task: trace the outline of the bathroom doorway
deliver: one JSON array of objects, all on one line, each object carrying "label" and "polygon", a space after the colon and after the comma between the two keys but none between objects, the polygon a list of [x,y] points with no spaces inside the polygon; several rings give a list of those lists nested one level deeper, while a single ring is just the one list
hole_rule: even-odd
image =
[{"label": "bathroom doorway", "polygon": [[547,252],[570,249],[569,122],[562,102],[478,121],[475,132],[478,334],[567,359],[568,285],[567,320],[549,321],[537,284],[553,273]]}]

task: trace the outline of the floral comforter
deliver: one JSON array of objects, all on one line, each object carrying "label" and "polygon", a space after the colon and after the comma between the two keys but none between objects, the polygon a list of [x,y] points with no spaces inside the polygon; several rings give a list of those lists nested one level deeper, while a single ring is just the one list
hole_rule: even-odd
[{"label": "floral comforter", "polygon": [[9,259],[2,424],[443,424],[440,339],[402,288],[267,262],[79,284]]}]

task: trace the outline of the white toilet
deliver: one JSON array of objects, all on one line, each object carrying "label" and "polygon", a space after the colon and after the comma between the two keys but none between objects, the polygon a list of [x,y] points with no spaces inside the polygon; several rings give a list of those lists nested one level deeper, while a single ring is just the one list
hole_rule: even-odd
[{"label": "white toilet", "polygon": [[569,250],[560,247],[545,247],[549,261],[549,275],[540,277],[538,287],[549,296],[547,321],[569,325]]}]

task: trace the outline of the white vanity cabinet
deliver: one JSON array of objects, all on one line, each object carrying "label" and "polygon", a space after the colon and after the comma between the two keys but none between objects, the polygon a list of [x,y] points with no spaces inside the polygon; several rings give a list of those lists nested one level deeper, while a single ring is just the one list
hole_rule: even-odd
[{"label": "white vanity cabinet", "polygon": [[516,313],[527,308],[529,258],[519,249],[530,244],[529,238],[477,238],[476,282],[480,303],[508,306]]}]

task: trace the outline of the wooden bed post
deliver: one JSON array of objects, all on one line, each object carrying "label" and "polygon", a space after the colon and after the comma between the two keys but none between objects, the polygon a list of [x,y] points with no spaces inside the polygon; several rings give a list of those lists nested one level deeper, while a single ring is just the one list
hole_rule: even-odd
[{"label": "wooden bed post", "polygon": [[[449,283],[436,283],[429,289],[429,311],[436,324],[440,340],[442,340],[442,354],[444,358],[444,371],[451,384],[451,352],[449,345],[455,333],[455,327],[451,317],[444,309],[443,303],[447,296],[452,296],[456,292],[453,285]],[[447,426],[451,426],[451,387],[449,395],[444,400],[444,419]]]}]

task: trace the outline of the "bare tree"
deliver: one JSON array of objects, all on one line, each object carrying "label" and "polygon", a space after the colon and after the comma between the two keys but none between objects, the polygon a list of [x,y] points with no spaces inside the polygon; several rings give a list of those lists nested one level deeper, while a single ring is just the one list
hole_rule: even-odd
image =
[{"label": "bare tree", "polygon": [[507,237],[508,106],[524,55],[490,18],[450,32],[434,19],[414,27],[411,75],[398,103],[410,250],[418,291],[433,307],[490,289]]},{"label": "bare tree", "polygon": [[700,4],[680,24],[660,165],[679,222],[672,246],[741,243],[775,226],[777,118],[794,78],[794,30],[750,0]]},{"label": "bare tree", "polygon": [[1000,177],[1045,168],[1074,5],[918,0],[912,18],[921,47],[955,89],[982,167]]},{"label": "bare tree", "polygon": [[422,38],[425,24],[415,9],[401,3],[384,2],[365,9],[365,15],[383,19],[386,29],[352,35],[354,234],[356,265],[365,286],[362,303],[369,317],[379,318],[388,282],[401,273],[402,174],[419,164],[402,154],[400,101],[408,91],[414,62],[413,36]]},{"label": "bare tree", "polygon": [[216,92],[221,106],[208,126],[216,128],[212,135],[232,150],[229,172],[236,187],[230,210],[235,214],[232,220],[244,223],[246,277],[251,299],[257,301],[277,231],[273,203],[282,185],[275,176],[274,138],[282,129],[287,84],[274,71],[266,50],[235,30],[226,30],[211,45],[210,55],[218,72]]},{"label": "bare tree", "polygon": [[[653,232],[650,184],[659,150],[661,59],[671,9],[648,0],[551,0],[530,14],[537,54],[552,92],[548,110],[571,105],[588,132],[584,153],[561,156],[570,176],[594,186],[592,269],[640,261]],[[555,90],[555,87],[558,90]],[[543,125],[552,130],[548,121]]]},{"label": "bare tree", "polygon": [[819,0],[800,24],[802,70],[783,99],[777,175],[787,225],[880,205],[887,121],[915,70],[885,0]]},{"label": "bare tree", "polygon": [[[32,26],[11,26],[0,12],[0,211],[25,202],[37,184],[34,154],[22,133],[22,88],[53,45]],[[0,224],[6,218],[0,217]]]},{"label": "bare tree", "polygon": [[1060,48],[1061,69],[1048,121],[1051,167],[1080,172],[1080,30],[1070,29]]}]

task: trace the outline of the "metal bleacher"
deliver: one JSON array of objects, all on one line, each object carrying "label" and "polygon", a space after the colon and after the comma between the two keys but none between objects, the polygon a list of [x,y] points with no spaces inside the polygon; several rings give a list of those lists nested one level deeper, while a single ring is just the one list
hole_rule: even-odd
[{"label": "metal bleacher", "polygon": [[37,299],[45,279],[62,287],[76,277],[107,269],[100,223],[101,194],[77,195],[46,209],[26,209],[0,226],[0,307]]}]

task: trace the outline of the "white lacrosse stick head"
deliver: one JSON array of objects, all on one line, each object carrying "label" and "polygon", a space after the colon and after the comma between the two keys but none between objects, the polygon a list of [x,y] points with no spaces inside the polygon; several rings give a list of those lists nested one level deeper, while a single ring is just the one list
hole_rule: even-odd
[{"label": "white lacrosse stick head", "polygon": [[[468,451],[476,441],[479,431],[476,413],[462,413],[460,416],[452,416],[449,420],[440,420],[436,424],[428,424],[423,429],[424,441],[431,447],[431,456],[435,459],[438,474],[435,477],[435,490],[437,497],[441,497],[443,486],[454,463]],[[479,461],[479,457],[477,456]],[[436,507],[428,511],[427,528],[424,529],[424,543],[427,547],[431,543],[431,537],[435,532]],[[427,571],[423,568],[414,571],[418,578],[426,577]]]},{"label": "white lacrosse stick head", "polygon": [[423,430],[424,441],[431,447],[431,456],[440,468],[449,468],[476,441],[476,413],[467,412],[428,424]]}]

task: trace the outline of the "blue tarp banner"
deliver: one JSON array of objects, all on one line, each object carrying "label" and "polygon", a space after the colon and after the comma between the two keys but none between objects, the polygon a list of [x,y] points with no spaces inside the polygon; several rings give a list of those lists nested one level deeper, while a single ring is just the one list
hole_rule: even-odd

________________________________________

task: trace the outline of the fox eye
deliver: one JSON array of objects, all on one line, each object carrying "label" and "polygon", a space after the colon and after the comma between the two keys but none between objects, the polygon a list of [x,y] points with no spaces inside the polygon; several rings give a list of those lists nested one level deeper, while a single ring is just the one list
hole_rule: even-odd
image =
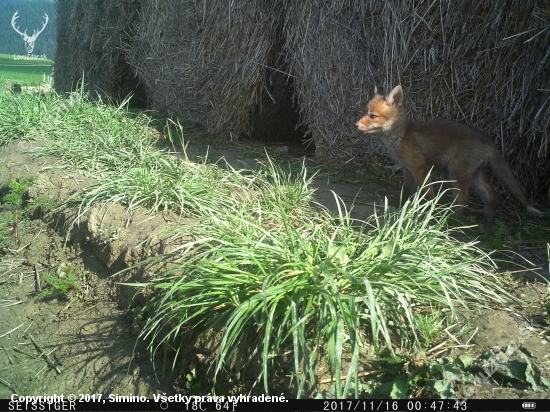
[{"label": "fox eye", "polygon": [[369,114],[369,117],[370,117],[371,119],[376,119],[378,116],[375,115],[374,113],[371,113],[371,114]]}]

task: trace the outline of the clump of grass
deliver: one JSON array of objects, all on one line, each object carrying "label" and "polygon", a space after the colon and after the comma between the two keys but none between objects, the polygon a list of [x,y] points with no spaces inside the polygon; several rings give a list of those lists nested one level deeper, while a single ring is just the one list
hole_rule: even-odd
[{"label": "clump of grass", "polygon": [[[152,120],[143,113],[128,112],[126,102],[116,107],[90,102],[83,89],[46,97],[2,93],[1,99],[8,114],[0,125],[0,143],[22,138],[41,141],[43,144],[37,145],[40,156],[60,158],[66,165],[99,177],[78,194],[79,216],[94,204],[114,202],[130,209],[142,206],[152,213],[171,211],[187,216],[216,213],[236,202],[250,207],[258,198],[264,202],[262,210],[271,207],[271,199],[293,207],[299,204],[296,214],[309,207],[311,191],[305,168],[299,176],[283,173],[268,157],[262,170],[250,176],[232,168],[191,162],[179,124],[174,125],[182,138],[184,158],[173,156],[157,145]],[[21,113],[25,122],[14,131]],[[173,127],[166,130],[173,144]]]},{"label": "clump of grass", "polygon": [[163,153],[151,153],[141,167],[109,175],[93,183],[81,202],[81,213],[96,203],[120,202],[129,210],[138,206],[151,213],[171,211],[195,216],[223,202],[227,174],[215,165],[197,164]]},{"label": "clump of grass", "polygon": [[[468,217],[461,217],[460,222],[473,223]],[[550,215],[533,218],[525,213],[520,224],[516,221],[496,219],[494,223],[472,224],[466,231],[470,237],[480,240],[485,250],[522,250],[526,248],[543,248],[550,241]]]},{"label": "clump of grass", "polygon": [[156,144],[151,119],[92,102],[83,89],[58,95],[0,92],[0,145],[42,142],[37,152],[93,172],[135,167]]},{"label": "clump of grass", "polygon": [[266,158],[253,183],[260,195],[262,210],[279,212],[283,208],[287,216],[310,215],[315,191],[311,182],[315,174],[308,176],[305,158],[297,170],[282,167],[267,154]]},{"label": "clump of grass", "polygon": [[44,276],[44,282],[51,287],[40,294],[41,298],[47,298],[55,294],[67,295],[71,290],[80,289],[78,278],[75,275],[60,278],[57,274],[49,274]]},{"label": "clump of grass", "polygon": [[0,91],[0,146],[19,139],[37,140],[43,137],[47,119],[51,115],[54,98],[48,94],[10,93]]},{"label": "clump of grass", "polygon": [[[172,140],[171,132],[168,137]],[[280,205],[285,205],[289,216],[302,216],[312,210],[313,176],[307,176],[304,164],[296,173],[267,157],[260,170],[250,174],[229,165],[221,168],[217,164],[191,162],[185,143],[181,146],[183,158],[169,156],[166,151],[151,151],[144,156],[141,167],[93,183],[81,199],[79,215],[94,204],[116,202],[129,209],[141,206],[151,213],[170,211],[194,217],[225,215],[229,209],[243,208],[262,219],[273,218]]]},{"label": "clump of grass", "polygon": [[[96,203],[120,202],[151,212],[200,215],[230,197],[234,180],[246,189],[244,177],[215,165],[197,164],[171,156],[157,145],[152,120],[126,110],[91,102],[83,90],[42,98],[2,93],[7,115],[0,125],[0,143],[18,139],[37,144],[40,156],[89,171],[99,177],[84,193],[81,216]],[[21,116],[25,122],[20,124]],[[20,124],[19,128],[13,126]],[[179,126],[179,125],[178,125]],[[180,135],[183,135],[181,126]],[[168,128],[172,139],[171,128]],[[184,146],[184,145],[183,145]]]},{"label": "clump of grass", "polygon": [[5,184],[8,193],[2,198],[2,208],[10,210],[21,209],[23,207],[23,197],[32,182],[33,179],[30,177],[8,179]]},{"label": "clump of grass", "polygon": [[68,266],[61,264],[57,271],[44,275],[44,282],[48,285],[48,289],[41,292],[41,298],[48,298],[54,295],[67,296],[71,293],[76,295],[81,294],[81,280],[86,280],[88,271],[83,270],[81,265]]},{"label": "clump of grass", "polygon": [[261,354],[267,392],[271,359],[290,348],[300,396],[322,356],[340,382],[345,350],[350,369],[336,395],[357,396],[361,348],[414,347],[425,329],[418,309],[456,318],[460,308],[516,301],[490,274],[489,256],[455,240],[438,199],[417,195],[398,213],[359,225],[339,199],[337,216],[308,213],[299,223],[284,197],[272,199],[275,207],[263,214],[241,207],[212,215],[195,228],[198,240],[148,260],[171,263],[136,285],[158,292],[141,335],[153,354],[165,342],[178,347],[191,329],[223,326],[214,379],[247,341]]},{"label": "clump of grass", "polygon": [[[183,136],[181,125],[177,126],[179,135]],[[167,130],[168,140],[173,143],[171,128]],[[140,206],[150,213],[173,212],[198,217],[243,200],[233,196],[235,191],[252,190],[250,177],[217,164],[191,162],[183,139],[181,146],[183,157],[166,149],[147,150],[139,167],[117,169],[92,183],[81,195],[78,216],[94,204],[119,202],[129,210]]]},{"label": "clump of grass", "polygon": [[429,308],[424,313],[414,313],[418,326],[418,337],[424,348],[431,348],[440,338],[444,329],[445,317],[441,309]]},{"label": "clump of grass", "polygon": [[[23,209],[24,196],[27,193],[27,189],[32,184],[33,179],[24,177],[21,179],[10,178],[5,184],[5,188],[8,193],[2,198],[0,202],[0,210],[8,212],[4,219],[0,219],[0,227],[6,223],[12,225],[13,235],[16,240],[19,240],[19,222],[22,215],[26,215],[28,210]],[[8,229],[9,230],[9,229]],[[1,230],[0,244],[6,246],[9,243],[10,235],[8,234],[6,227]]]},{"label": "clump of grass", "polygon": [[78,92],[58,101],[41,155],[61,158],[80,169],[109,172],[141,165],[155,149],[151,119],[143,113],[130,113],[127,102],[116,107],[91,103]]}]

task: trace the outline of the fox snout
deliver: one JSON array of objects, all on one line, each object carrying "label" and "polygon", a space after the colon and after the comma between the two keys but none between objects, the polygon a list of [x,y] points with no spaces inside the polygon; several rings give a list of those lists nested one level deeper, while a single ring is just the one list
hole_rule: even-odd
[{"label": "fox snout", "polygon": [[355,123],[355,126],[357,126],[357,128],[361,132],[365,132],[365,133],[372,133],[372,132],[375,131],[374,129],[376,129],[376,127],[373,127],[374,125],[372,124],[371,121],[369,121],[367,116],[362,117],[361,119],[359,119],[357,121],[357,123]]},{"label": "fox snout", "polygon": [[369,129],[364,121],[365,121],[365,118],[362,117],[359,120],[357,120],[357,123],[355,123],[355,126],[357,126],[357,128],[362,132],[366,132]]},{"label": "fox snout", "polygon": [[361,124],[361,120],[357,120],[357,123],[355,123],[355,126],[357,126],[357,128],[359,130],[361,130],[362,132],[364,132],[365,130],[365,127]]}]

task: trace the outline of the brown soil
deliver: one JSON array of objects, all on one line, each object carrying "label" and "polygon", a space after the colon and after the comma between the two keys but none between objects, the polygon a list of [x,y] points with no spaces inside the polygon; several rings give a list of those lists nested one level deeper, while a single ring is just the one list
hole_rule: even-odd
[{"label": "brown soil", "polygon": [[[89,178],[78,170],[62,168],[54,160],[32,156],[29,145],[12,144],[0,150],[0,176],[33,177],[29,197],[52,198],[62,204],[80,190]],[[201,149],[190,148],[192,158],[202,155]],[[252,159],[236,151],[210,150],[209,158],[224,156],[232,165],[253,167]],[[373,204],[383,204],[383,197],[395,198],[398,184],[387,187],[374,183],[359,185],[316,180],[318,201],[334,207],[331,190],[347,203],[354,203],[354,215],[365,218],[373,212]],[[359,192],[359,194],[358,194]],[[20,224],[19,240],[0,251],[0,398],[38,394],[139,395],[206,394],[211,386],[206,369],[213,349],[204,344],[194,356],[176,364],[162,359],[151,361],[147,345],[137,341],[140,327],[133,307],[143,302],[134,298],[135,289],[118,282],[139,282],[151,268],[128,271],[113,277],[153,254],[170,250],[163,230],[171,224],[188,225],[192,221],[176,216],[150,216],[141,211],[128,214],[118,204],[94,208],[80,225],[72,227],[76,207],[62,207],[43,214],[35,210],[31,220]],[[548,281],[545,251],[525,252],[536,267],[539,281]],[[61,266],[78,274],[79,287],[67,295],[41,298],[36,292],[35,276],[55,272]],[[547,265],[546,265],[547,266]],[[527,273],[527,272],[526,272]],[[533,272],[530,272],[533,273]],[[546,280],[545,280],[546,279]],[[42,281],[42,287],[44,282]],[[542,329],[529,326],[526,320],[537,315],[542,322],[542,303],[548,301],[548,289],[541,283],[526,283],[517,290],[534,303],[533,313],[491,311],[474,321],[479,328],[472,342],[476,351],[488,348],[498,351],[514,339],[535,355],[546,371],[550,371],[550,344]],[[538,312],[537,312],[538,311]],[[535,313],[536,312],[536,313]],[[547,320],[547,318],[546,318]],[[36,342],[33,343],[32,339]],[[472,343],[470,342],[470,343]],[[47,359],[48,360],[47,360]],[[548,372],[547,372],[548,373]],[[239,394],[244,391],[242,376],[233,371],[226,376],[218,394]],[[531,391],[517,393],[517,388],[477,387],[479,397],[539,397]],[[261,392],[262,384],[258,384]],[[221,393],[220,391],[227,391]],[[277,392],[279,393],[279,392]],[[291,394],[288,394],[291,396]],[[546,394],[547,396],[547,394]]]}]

________________________________________

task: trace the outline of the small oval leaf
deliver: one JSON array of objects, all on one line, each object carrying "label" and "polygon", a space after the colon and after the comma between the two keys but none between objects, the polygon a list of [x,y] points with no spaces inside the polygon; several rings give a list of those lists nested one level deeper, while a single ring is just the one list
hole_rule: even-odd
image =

________________________________________

Extract from the listing above the lines between the line containing "task: trace the outline of the bathroom" and the line containing "task: trace the outline of the floral", keeping both of those lines. Output nothing else.

**Written response:**
task: trace the outline of the bathroom doorway
deliver: one JSON array of objects, all on one line, each object carrying "label" and "polygon", a space after the colon and after the comma between the two keys but none between objects, the polygon a list of [x,y] points with no spaces inside the polygon; several rings give a list of those lists nested one level deeper, while a single ring is just the one list
hole_rule: even-odd
image =
[{"label": "bathroom doorway", "polygon": [[547,252],[570,249],[569,122],[562,102],[478,121],[475,132],[478,334],[567,359],[568,285],[567,320],[549,321],[537,284],[553,273]]}]

task: trace the outline of the floral comforter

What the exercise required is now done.